**PASSAGE SHOWN**
Getting labour started artificially (induction) is a common intervention in obstetric practice. In the Western world, labour is induced for one in every four pregnant women, mostly for reasons related to increased risk for the mother such as high blood pressure, diabetes or increased risk for the infant such as suspected growth retardation or prolonged pregnancy. Traditionally, in most hospitals, induction of labour starts early in the morning, with the start of the working day. In human and animal studies however, spontaneous onset of labour is proven to have a circadian rhythm with preference for start in the evening. Moreover, when spontaneous labour starts in the evening, total duration of labour shortens and less obstetric interventions are needed. Based on these observations one might assume, that starting induction of labour in harmony with the circadian rhythm of natural birth is more beneficial. This review found three studies that were of high quality with a total of 1150 women randomly allocated to induction in the morning or the evening. One trial used intravenous oxytocin in women who had a dilated cervix or rupture of membranes and two trials used prostaglandins to induce labour. Prostaglandins are hormones used when the cervix is not ripe, intravenous oxytocin is mostly needed afterwards to really get labour started. Therefore, these two different methods, prostaglandins and intravenous oxytocin, rely on a different mechanism and were assessed separately. This review found no differences in effect between starting induction in morning or evening on outcomes for mother or child. The risk of a vaginal birth using instruments, or risk of a caesarian section and use of epidural anaesthesia did not clearly differ between groups. One study reported that women had a preference to start induction of labour with prostaglandins in the morning, and more women in the evening admission group did not like the interruptions to sleep that were associated with the induction protocol. This review, with only three studies with two different comparisons, concludes that induction of labour in the evening is as effective and safe as induction in the morning. However, given the preference of most women, administration of prostaglandins should preferably be done in the morning.
Taking into account women's preferences that favoured administration of prostaglandins in the morning, we conclude that caregivers should preferably consider administering prostaglandins in the morning.
There is no strong evidence that induction of labour with intravenous oxytocin in the evening is more or less effective than induction in the morning. Consideration may be given to start induction of labour with oxytocin in the evening when indicated.
Induction of labour is a common intervention in obstetric practice. Traditionally, in most hospitals induction of labour with medication starts early in the morning, with the start of the working day for the day shift. In human and animal studies spontaneous onset of labour is proven to have a circadian rhythm with a preference for start of labour in the evening. Moreover, when spontaneous labour starts in the evening, the total duration of labour and delivery shortens and fewer obstetric interventions are needed. Based on these observations one might assume that starting induction of labour in the evening, in harmony with the circadian rhythm of natural birth, is more beneficial for both mother and child.

**EXERCISE 1**
Answer these questions from the review on when to induce labour.
(a) In the Western world, what share of pregnant women have labour induced?
(b) How many women in total were randomly allocated in the three high-quality studies?
(c) What did more women in the evening admission group dislike?
**EXERCISE 2**
Echo the review on when to induce labour, starting with "Taking into account" and going on through "prostaglandins in the morning.".
**EXERCISE 3**
Carry on the review on when to induce labour from the point where it stops.
The rows after the review on when to induce labour have no connection to it.

(Spatial localization data)
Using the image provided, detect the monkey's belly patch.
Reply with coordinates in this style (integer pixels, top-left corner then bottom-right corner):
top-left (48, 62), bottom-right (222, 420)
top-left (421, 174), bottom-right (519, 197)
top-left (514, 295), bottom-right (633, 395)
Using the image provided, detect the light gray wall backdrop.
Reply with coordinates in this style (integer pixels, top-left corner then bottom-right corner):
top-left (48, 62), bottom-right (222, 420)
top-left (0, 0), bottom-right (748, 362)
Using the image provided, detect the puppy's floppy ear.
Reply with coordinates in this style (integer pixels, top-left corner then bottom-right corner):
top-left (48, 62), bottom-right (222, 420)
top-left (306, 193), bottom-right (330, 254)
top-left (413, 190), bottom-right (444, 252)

**OUTPUT 1**
(a) One in every four.
(b) 1150.
(c) The interruptions to sleep associated with the induction protocol.

**OUTPUT 2**
Taking into account women's preferences that favoured administration of prostaglandins in the morning, we conclude that caregivers should preferably consider administering prostaglandins in the morning.

**OUTPUT 3**
To assess whether induction of labour starting in the evening, coinciding with the endogenous circadian rhythm, improves the outcome of labour compared with induction of labour starting in the early morning, organised to coincide with office hours.
We contacted the Trials Search Co-ordinator to search the Cochrane Pregnancy and Childbirth Group's Trials Register (28 February 2012). In addition, we searched MEDLINE (1966 to 16 February 2012) and EMBASE (1980 to 16 February 2012).
We included all published and unpublished randomised controlled trials. We excluded trials that employed quasi-random methods of treatment allocation.
Two review authors independently assessed trials for inclusion and risk of bias. Two review authors independently extracted data. Data were checked for accuracy. Where necessary, we contacted study authors for additional information.
The search resulted in 2693 articles that we screened on title and abstract for eligibility.Thirteen studies were selected for full text assessment. We included three randomised trials involving 1150 women. Two trials compared the administration of prostaglandins in the morning versus the evening in women with an unfavourable cervix, and one trial compared induction of labour in the morning versus the evening in women with a favourable cervix and/or ruptured membranes with intravenous oxytocin. Because of the different mechanism, we have reported results for these two comparisons separately.
In the two trials comparing prostaglandins in the morning versus the evening there were few clinically significant differences between study groups for maternal or neonatal outcomes. One study reported a statistically significant preference by women to start induction of labour with prostaglandins in the morning.
In the trial examining induction of labour with intravenous oxytocin, the number of neonatal admissions was statistically significantly increased in the group of women that started induction in the morning. This finding was unexpected, and while the trial authors offered some possible explanations for this, it is important that any future trials examine neonatal outcomes.